Arbeitsbedingungen in den neuen EU-Ländern

 
Michael Schmitz
Michael Schmitz
              
 

Es ist für uns schon leichter, wenn wir jetzt über die Grenze fahren: in die Slowakei, nach Slowenien, Tschechien oder Ungarn. Vor dem Beitritt dieser Länder zur EU mussten wir oft stundenlang warten, bis der Zoll alle Formalitäten erledigt hatte. Jedes technische Gerät, Kamera, Objektive, Ton-Geräte, Schnitt-Einheit, mussten wir registrieren lassen. Damit der Zoll bei der Ausreise überprüfen konnte, ob wir alles, was wir eingeführt hatten, auch wieder ausführten.

Zöllner behandelten uns oft so, als seien wir auf ihre Gnade angewiesen. Sie bauten sich auf wie Kafkas Torhüter vor dem Gesetz. Sie ließen uns spüren, dass es von ihrem Willen und ihren Launen abhing, wann wir weiterreisen konnten. Am schlimmsten führten sich die Slowaken auf. Sie schienen ihre Macht am meisten zu genießen. Die Grenzer traten uns noch im Jahre 2004 entgegen wie zu den Zeiten, als sie das sozialistische Regime repräsentierten. Viele schienen ihre Karriere in dieser Zeit begonnen zu haben – im Bewusstsein, wie viel unkontrollierter Einfluss damit auf sie übertragen wurde. Aus, vorbei. Seit dem Mai 2004. Die Zollformalitäten sind für uns weggefallen. Es gelten die gleichen Regeln wie überall sonst innerhalb der Europäischen Union.

Das meiste freilich geschieht nicht abrupt. Der Fortschritt ist eine Schnecke. In den neuen EU-Ländern hat er sich schon vor einiger Zeit auf den Weg gemacht. Und er ist auch noch eine ganze Zeit unterwegs. Die Slowakei hat zuletzt den Anschluss geschafft. Später als die anderen haben die Slowaken sich ernsthaft um Mitgliedschaft bemüht und eingesehen, was sie in ihrer Gesellschaft und ihrem politischen System ändern müssen, um dabei sein zu können. Dann aber haben sie nachgeholt, was sie in den ersten Jahren nach der Wende versäumt hatten. Sozusagen als Renn-Schnecken. Die konservativ-liberale Regierung unter Dzurinda machte sich an fällige Reformen. Als Vordenker erwies sich Ivan Mikloš, der Finanzminister.

—————

**AUFGABENSTELLUNG**
Schreiben Sie aus dem Text über die Arbeitsbedingungen in den neuen EU-Ländern die Stelle wortgetreu ab, die mit „Es ist für uns“ beginnt und sich bis einschließlich „auch wieder ausführten.“ fortsetzt.

—————

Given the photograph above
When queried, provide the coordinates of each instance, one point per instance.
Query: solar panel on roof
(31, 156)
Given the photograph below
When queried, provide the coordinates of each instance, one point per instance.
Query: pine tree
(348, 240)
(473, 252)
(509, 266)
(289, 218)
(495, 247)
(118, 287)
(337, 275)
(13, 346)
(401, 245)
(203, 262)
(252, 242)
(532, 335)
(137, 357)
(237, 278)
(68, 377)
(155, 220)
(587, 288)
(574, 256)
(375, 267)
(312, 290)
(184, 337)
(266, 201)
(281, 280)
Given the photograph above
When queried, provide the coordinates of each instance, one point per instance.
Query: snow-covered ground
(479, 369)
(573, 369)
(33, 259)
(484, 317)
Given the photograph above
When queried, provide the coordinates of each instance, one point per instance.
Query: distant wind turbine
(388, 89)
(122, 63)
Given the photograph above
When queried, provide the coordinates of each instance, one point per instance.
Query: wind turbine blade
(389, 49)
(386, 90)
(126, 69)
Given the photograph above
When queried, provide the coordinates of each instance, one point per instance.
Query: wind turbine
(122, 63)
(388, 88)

—————

**SCHRIFTLICHE ANTWORT**
Es ist für uns schon leichter, wenn wir jetzt über die Grenze fahren: in die Slowakei, nach Slowenien, Tschechien oder Ungarn. Vor dem Beitritt dieser Länder zur EU mussten wir oft stundenlang warten, bis der Zoll alle Formalitäten erledigt hatte. Jedes technische Gerät, Kamera, Objektive, Ton-Geräte, Schnitt-Einheit, mussten wir registrieren lassen. Damit der Zoll bei der Ausreise überprüfen konnte, ob wir alles, was wir eingeführt hatten, auch wieder ausführten.